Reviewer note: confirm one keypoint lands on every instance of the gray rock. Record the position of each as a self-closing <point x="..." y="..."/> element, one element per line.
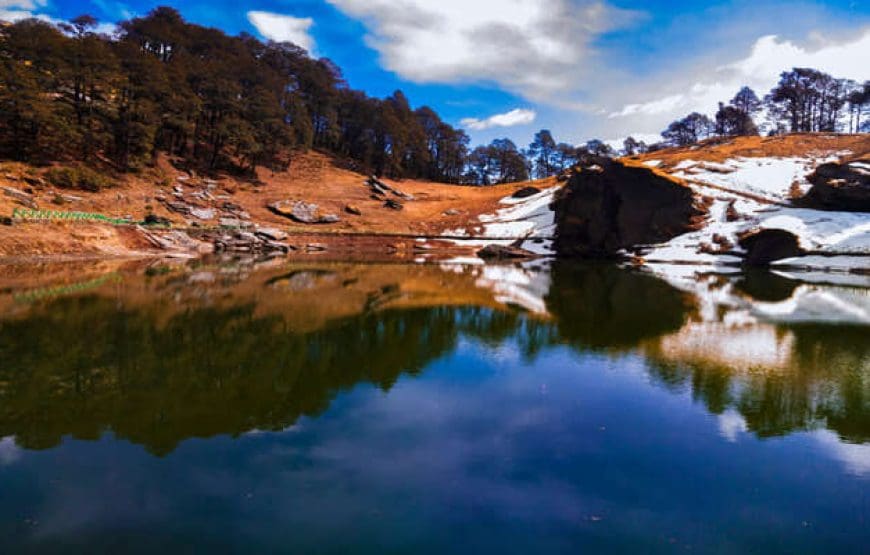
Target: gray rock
<point x="202" y="213"/>
<point x="271" y="234"/>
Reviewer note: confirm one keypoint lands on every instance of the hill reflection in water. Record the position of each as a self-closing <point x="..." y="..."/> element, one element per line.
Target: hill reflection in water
<point x="161" y="356"/>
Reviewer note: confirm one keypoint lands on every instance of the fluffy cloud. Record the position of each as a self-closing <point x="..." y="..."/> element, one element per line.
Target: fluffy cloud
<point x="531" y="48"/>
<point x="760" y="69"/>
<point x="284" y="28"/>
<point x="22" y="4"/>
<point x="519" y="116"/>
<point x="16" y="10"/>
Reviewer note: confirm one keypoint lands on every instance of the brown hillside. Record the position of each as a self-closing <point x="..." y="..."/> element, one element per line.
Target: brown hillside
<point x="803" y="144"/>
<point x="312" y="177"/>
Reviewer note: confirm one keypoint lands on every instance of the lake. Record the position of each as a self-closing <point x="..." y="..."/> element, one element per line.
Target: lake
<point x="328" y="407"/>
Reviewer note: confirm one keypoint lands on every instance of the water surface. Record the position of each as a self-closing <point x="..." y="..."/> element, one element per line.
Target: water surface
<point x="333" y="408"/>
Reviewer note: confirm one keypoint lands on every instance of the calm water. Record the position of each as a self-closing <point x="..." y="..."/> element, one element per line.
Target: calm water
<point x="334" y="408"/>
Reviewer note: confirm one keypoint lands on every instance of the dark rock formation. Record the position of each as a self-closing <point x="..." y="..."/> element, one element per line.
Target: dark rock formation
<point x="768" y="245"/>
<point x="608" y="206"/>
<point x="526" y="192"/>
<point x="499" y="252"/>
<point x="393" y="205"/>
<point x="840" y="187"/>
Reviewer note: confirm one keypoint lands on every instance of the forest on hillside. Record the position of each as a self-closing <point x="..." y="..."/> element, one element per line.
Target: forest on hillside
<point x="163" y="85"/>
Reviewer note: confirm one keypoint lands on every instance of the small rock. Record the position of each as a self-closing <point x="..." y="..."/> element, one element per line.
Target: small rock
<point x="499" y="252"/>
<point x="276" y="246"/>
<point x="152" y="219"/>
<point x="202" y="213"/>
<point x="271" y="233"/>
<point x="393" y="205"/>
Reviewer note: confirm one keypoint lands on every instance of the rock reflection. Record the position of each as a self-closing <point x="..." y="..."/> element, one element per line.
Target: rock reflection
<point x="161" y="355"/>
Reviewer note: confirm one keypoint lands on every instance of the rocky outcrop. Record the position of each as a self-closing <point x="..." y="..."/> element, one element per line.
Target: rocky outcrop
<point x="262" y="241"/>
<point x="526" y="192"/>
<point x="303" y="212"/>
<point x="608" y="206"/>
<point x="840" y="187"/>
<point x="769" y="245"/>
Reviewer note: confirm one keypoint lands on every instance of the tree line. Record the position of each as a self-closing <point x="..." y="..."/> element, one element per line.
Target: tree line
<point x="163" y="85"/>
<point x="803" y="101"/>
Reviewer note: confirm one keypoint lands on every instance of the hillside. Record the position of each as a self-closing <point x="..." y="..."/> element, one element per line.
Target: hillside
<point x="431" y="209"/>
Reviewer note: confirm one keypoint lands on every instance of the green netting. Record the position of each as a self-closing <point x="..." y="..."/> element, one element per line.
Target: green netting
<point x="49" y="215"/>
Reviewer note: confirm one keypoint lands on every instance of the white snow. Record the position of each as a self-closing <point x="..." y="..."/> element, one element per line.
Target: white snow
<point x="530" y="218"/>
<point x="770" y="178"/>
<point x="758" y="188"/>
<point x="517" y="286"/>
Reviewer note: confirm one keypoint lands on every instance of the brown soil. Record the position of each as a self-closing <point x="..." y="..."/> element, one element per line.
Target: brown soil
<point x="801" y="144"/>
<point x="313" y="177"/>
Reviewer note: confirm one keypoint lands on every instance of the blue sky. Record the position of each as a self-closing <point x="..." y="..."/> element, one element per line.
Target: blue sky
<point x="583" y="68"/>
########
Exercise
Send back the data above word for word, with the pictures left out.

Task output
Reviewer note: confirm one keypoint lands on every instance of the gray rock. Record the position of each as a self-closing <point x="..." y="..."/> element, one element per line.
Target: gray rock
<point x="202" y="213"/>
<point x="271" y="234"/>
Reviewer note: confirm one keypoint lands on every instance of the hill reflection in water. Record the position of each as a self-closing <point x="..." y="..."/> element, one element per line.
Target: hill reflection in water
<point x="161" y="356"/>
Reviewer note: confirm one keypoint lands on every instance of the fluffy cloud. Record the position of each as a self-closing <point x="..." y="..."/> element, one element per line.
Target: fluffy cloud
<point x="531" y="48"/>
<point x="760" y="69"/>
<point x="284" y="28"/>
<point x="22" y="4"/>
<point x="519" y="116"/>
<point x="16" y="10"/>
Reviewer note: confirm one keypoint lands on every instance of the brown hillside. Record the position of each as a self-closing <point x="..." y="..."/> element, one element per line.
Target: brown hillside
<point x="803" y="144"/>
<point x="312" y="177"/>
Reviewer note: confirm one keypoint lands on every instance of the lake. Record the position of each as a self-closing <point x="..." y="..."/> element, one element per line.
Target: lake
<point x="328" y="407"/>
Reviewer note: confirm one keypoint lands on every instance of the water surface. Record the position of each as a self-closing <point x="..." y="..."/> element, one element per line.
Target: water surface
<point x="333" y="408"/>
Reviewer note: confirm one keypoint lands on every instance of the calm water. Record the position of each as a self-closing <point x="..." y="..."/> element, one element per line.
Target: calm water
<point x="334" y="408"/>
Reviewer note: confirm one keypoint lands on every instance of the dark rock formation. Record the position of each as a self-closing <point x="..." y="..."/> element, one element per line.
Target: dark rock formation
<point x="768" y="245"/>
<point x="608" y="206"/>
<point x="526" y="192"/>
<point x="499" y="252"/>
<point x="393" y="205"/>
<point x="840" y="187"/>
Reviewer note: confirm one keypoint lands on every instance of the forest on hillside. Record the position of each as a self-closing <point x="..." y="..."/> element, one element per line.
Target: forest on hillside
<point x="163" y="85"/>
Reviewer note: confirm one keypoint lands on every instance of the small rock. Record the position of each as a self-closing <point x="..." y="..."/> element, one element per line.
Target: small rock
<point x="499" y="252"/>
<point x="276" y="246"/>
<point x="152" y="219"/>
<point x="202" y="213"/>
<point x="271" y="233"/>
<point x="393" y="205"/>
Reviewer note: confirm one keypoint lands on every instance of the rock reflection. Record the position of each as a self-closing <point x="..." y="..."/> element, one element per line.
Target: rock reflection
<point x="161" y="355"/>
Reviewer note: confirm one keypoint lands on every instance of the rocky outcrop. Record the position of each as a self-closing <point x="..." y="..."/> element, one element per line.
Target: rocky outcrop
<point x="262" y="241"/>
<point x="526" y="192"/>
<point x="303" y="212"/>
<point x="608" y="206"/>
<point x="840" y="187"/>
<point x="769" y="245"/>
Reviewer note: confirm one keypoint lands on every instance of the tree line. Record the position of each as a self-closing <point x="..." y="..."/> element, one element per line.
Target: tree line
<point x="163" y="85"/>
<point x="803" y="101"/>
Reviewer note: confirm one keypoint lands on every instance of the hillside. Record the position of each as a self-closing <point x="..." y="..."/> element, one element per line.
Target: hillside
<point x="431" y="209"/>
Reviewer note: confirm one keypoint lands on every instance of the green netting. Record the position of each as a self-closing <point x="..." y="..."/> element, one element per line.
Target: green netting
<point x="49" y="215"/>
Reviewer note: confirm one keypoint lands on every instance of the white snow. Record the position of each as a self-closing <point x="..." y="..."/> element, one element per line.
Target: white snow
<point x="530" y="218"/>
<point x="770" y="178"/>
<point x="758" y="188"/>
<point x="517" y="286"/>
Reviewer note: confirm one keypoint lands on every instance of the brown soil. Record the position of each as a self-closing <point x="..." y="..."/> element, one element per line.
Target: brown soil
<point x="801" y="144"/>
<point x="313" y="177"/>
Reviewer note: confirm one keypoint lands on every instance of the blue sky. Record the position of each as a self-closing <point x="..." y="..."/> element, one element per line.
Target: blue sky
<point x="583" y="68"/>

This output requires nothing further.